=== PÁGINA ===
É o sempre-já-aí, que se adentra pelas frestas, sem a intervenção de nossa ação.
A magnífica textura de sua presença e voz, “seu extraordinário estofo” se fazem
sentir mesmo na “escuridão vítrea”, como um lado reverso. A vida inteira, como
sinaliza Lila Azam, com base em Nabokov, é um “labirinto de sinais, débeis
pontos de luz elaborando esquemas ainda desconhecidos”. Diante desta beleza, as
narrativas místicas e poéticas não são senão “textura cintilante”.

=== LINHAS DO CONJUNTO ===
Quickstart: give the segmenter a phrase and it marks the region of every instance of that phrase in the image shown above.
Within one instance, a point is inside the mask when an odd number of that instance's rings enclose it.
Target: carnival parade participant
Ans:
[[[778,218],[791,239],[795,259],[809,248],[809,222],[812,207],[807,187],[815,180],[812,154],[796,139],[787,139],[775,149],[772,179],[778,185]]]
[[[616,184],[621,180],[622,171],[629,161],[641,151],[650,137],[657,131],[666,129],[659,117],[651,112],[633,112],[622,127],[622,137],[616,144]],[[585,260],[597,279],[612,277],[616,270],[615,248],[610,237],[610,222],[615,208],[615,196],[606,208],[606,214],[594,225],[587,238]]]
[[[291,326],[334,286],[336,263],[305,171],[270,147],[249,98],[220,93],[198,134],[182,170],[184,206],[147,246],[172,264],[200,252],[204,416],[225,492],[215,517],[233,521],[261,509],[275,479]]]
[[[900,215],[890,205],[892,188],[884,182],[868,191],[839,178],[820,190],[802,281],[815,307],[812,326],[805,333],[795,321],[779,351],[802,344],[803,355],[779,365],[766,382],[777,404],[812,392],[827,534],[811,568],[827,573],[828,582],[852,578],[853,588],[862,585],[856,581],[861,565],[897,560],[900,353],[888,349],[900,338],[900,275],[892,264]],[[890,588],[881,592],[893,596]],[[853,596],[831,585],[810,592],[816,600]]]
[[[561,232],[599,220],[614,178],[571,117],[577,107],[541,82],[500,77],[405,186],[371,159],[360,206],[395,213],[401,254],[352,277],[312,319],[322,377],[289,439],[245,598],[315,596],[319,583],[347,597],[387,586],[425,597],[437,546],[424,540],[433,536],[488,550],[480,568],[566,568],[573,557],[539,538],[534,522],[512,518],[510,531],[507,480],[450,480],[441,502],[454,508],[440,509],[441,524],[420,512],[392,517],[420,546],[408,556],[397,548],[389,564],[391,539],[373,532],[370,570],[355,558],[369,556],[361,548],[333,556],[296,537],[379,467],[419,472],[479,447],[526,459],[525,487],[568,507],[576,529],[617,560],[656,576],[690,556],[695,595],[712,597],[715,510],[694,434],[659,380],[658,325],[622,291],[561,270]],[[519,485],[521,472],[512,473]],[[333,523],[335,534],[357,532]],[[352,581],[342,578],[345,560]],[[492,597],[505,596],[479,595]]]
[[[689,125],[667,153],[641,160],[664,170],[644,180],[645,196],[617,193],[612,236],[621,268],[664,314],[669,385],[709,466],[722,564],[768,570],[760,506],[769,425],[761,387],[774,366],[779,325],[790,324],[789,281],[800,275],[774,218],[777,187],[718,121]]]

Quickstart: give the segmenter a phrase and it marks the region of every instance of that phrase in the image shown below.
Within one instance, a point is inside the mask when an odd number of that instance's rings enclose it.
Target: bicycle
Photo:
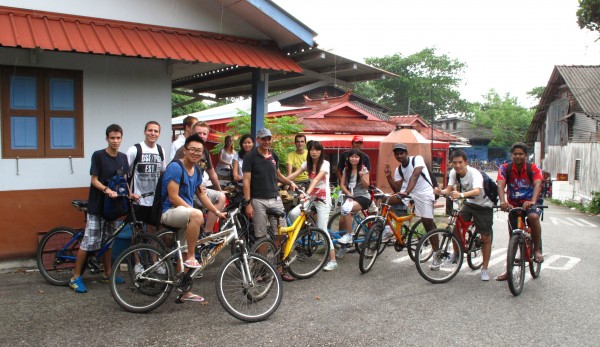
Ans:
[[[460,216],[462,200],[455,200],[448,226],[434,229],[425,234],[416,249],[417,271],[431,283],[445,283],[458,274],[467,254],[467,263],[472,270],[483,265],[483,241],[475,229],[473,221],[465,221]],[[499,208],[499,206],[493,206]],[[432,254],[434,254],[432,256]],[[455,256],[451,261],[451,257]],[[431,260],[431,262],[429,262]]]
[[[152,194],[154,193],[143,194],[142,197]],[[128,225],[133,230],[132,244],[150,243],[161,248],[165,247],[164,243],[157,236],[144,231],[143,223],[135,217],[132,201],[129,199],[128,201],[129,217],[123,220],[113,235],[102,244],[99,250],[88,253],[82,274],[86,268],[89,268],[92,274],[99,274],[104,271],[102,256],[109,249],[114,239]],[[73,200],[71,205],[83,212],[85,225],[87,223],[87,200]],[[85,227],[73,229],[67,226],[60,226],[48,231],[40,240],[36,251],[37,267],[42,277],[50,284],[57,286],[66,286],[69,284],[69,280],[73,275],[73,269],[75,268],[79,244],[83,239],[84,233]]]
[[[233,209],[224,223],[224,230],[198,240],[196,247],[202,255],[198,269],[185,270],[182,252],[188,246],[181,246],[179,240],[176,241],[177,247],[168,253],[145,244],[126,249],[113,264],[110,292],[114,300],[128,312],[150,312],[162,305],[175,289],[179,293],[176,301],[181,303],[182,296],[192,290],[196,274],[212,264],[225,246],[233,244],[239,250],[225,260],[215,282],[219,302],[239,320],[256,322],[267,319],[281,303],[281,276],[265,257],[248,252],[238,236],[235,222],[240,213],[239,208]],[[203,252],[203,249],[208,251]],[[135,273],[133,267],[136,257],[144,267],[139,273]],[[182,269],[178,273],[173,268],[173,259],[177,259],[177,265]],[[163,274],[159,273],[160,268],[164,269]],[[119,276],[125,279],[125,283],[117,283]]]
[[[302,192],[301,192],[302,193]],[[297,279],[306,279],[319,272],[329,258],[329,237],[327,233],[307,221],[307,211],[314,201],[320,198],[307,197],[300,204],[300,215],[291,226],[281,226],[279,219],[285,212],[277,208],[267,209],[267,215],[277,219],[277,236],[281,238],[280,247],[269,236],[258,239],[252,251],[264,254],[277,268],[288,271]]]
[[[543,211],[548,206],[534,205],[532,208],[540,208]],[[522,207],[512,208],[508,212],[508,216],[508,230],[511,236],[506,254],[506,279],[510,292],[517,296],[521,294],[525,285],[525,261],[529,262],[529,273],[533,278],[540,277],[542,264],[535,261],[533,238],[527,224],[525,209]],[[541,220],[543,220],[543,217],[544,214],[542,213]],[[510,222],[511,219],[516,221],[516,228],[514,229]]]
[[[373,268],[377,257],[383,253],[388,245],[388,242],[382,240],[383,231],[386,225],[390,227],[395,238],[394,250],[401,252],[404,248],[408,251],[408,256],[411,260],[415,260],[415,250],[419,242],[419,239],[424,234],[424,228],[421,227],[421,220],[419,219],[411,228],[410,222],[414,218],[413,212],[414,202],[407,199],[405,204],[408,207],[408,214],[399,216],[388,203],[390,198],[394,195],[383,194],[383,201],[379,207],[376,216],[370,216],[363,222],[368,223],[368,219],[374,217],[371,227],[365,236],[365,241],[360,247],[360,258],[358,261],[358,267],[360,272],[367,273]],[[409,225],[405,223],[408,222]]]

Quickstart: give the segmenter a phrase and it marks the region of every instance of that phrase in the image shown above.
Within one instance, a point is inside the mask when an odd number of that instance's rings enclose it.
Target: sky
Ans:
[[[467,65],[461,96],[495,89],[522,106],[555,65],[600,65],[600,33],[577,25],[577,0],[274,0],[317,32],[319,48],[364,62],[436,48]]]

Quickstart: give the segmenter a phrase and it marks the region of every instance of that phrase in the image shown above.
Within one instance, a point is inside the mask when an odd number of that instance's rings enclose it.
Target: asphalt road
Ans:
[[[86,276],[90,291],[76,294],[35,271],[2,274],[0,345],[596,345],[600,218],[551,207],[542,225],[546,261],[518,297],[506,282],[482,282],[468,267],[448,283],[431,284],[406,251],[388,248],[368,274],[360,274],[358,255],[348,254],[336,271],[285,283],[279,310],[254,324],[221,307],[218,260],[195,282],[205,304],[175,304],[173,294],[148,314],[123,311],[108,285],[94,282],[98,277]],[[494,230],[495,277],[505,266],[504,213]]]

=== PROBLEMA PROPOSTO 1 ===
Responda, com base no trecho sobre a textura da presença:
(a) Em que autor Lila Azam se apoia?
(b) Como a vida inteira é descrita?
(c) O que são as narrativas místicas e poéticas diante desta beleza?
=== PROBLEMA PROPOSTO 2 ===
Relacione todas as expressões que aparecem entre aspas no trecho sobre a textura da presença.
=== PROBLEMA PROPOSTO 3 ===
Prossiga com o trecho sobre a textura da presença, começando depois da última frase apresentada.

=== RESPOSTA 1 ===
(a) Em Nabokov.
(b) Como um “labirinto de sinais, débeis pontos de luz elaborando esquemas ainda desconhecidos”.
(c) São apenas “textura cintilante”.

=== RESPOSTA 2 ===
- “seu extraordinário estofo”
- “escuridão vítrea”
- “labirinto de sinais, débeis pontos de luz elaborando esquemas ainda desconhecidos”
- “textura cintilante”

=== RESPOSTA 3 ===
Em singular trabalho sobre a
mística, o teólogo Jürgen Moltmann chama a atenção para a espiritualidade dos
sentidos despertos. Sublinha que nós, humanos, não conseguimos alcançar o
mistério de Deus, não por razão de sua distância, mas pela sua ardente
proximidade. Esse tema foi abordado de forma sublime por Nizami (sec. XIII), na
história de um amor impossível. Laila e Majnum. No momento decisivo do
encontro, a impossibilidade do abraço. E a trêmula voz de Laila sussurra: “Nem
tão longe, mas nem tão perto. Agora sou igual a uma vela ardente; um passo mais
perto do fogo e eu serei consumida completamente. A proximidade traz o desastre,
pois os amantes só estão seguros separados”[14].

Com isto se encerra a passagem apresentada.